Texto-base:
────────────────────────────────────────
Selo fiscal contra os fraudadores ?
Renato Poltronieri*
Diante dos noticiários sobre as parcerias entre os fiscos municipal, estadual e federal e a interconexão dos dados cadastrais dos contribuintes, particularmente das pessoas jurídicas, especial atenção à questão do combate à sonegação e fraude fiscal vem sendo dada pelo Estado de São Paulo, por meio da Coordenação de Administração Tributária da Secretaria Estadual de Fazenda.
Em que pese a dificuldade prática de se unificar, por exemplo, em um único número, os cadastros fiscais das esferas de tributação, especialmente pela existência de regras e peculiaridades distintas de concessão e manutenção dos cadastros fiscais, a integração dos governos por meio de suas administrações tributárias tem sido nos últimos cinco anos um fator de incremento no volume da arrecadação e um obstáculo maior contra os fraudadores.
Até o início da década de 90, a administração tributária no Estado de São Paulo, tomada como exemplo, era baseada no preenchimento de inúmeros formulários e protocolos dos mais variados. O excesso de papéis e a falta de informatização “punia” o contribuinte para recolher seu tributos e “beneficiava” o sonegador para fugir deles. Eram mais de 500 mil formulários a serem processados mensalmente, naquela época.
────────────────────────────────────────
Dados fornecidos:
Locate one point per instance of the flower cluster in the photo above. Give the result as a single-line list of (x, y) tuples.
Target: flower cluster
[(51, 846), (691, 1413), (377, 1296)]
────────────────────────────────────────
Instruções: Transcreva do texto-base, sem alterações, o trecho que começa em "Renato Poltronieri*" e vai até "contra os fraudadores.", inclusive.

Resultado:
Renato Poltronieri*
Diante dos noticiários sobre as parcerias entre os fiscos municipal, estadual e federal e a interconexão dos dados cadastrais dos contribuintes, particularmente das pessoas jurídicas, especial atenção à questão do combate à sonegação e fraude fiscal vem sendo dada pelo Estado de São Paulo, por meio da Coordenação de Administração Tributária da Secretaria Estadual de Fazenda.
Em que pese a dificuldade prática de se unificar, por exemplo, em um único número, os cadastros fiscais das esferas de tributação, especialmente pela existência de regras e peculiaridades distintas de concessão e manutenção dos cadastros fiscais, a integração dos governos por meio de suas administrações tributárias tem sido nos últimos cinco anos um fator de incremento no volume da arrecadação e um obstáculo maior contra os fraudadores.